* Start Text excerpt *
Effective Simulation Apps and Digital Twins
Surrogate models deliver accurate simulation results much faster than the full-fledged finite element models that they approximate. When used in simulation apps, this leads to near-instantaneous results, providing app users with an improved interactive experience. In addition, surrogate models are useful for digital twins, where fast and frequent updates of simulation results are often necessary.

The latest COMSOL Multiphysics software version 6.2 also introduces the ability to make simulation apps with automated updates through timer events, which is especially useful when creating digital twins or IoT-connected simulation apps.

"Surrogate models significantly strengthen the app-building capabilities in COMSOL Multiphysics, and open up new possibilities to our users," says Lars Langemyr, chief scientist at COMSOL. "They can now create effective digital twins and build interactive, computationally fast, and accurate standalone apps."

Version 6.2 expands the capabilities for efficient simulation of electric motors as well as for transformers and other electric machinery through a time periodic solver, available in the AC/DC Module. It also enables multiphysics motor analysis involving acoustics, structural mechanics, multibody dynamics, and heat transfer, and makes it possible to run optimization studies to find new motor designs.

"The new solving method makes an important class of electric motor simulations several orders of magnitude faster," says Durk de Vries, technical product manager for the AC/DC Module at COMSOL. "It allows for efficient analysis of multiphysics phenomena that were previously out of reach. This is pivotal for electric motor design optimization, where a balance between structural, thermal, and electromagnetic objectives is essential."

In version 6.2, users will discover new modeling features across the board. Core offerings, like visualization and meshing, are improved, and add-on products are expanded and updated. Version 6.2 also adds more than 100 new and updated example models, helping users enhance their modeling skills.
* End Text excerpt *
* Start Dataset entries *
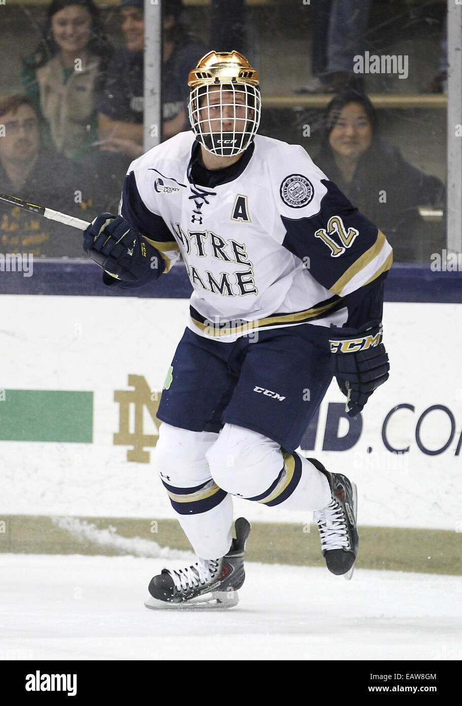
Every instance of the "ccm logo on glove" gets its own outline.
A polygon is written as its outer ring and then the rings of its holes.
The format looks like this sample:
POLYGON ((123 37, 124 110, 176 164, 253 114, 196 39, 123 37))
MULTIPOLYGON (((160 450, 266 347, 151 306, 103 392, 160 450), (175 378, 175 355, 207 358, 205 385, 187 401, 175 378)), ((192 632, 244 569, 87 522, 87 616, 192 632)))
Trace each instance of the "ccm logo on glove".
POLYGON ((165 269, 157 248, 122 216, 111 213, 102 213, 86 229, 83 249, 105 273, 123 282, 145 284, 165 269), (153 268, 152 263, 159 267, 153 268))
POLYGON ((367 348, 378 346, 382 342, 382 331, 375 335, 363 336, 362 338, 350 338, 347 340, 329 340, 331 353, 355 353, 367 348))

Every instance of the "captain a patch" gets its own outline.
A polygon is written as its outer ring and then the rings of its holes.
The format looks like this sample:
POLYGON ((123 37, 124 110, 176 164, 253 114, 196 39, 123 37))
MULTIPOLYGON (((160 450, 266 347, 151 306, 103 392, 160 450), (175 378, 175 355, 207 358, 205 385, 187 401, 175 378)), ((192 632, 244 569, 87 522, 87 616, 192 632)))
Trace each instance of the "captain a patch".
* End Dataset entries *
List of tasks:
1. Answer these questions from the COMSOL 6.2 text.
(a) Which module makes the time periodic solver available?
(b) What position does Lars Langemyr hold at COMSOL?
(c) How many new and updated example models does version 6.2 add?
2. Translate this sentence from the COMSOL 6.2 text into Spanish: "Surrogate models deliver accurate simulation results much faster than the full-fledged finite element models that they approximate."
3. Decide whether each statement agrees with the COMSOL 6.2 text. Answer yes or no, and quote the words of the text that decide it.
(a) Version 6.2 allows simulation apps to update automatically by means of timer events.
(b) Durk de Vries is the chief scientist at COMSOL.
(c) Visualization and meshing stay unchanged in version 6.2.

Worked solutions:
1.
(a) The AC/DC Module.
(b) Chief scientist.
(c) More than 100.

2. Los modelos sustitutos ofrecen resultados de simulación precisos mucho más rápido que los modelos completos de elementos finitos a los que aproximan.

3.
(a) Yes: "introduces the ability to make simulation apps with automated updates through timer events"
(b) No: "Durk de Vries, technical product manager for the AC/DC Module at COMSOL"
(c) No: "Core offerings, like visualization and meshing, are improved"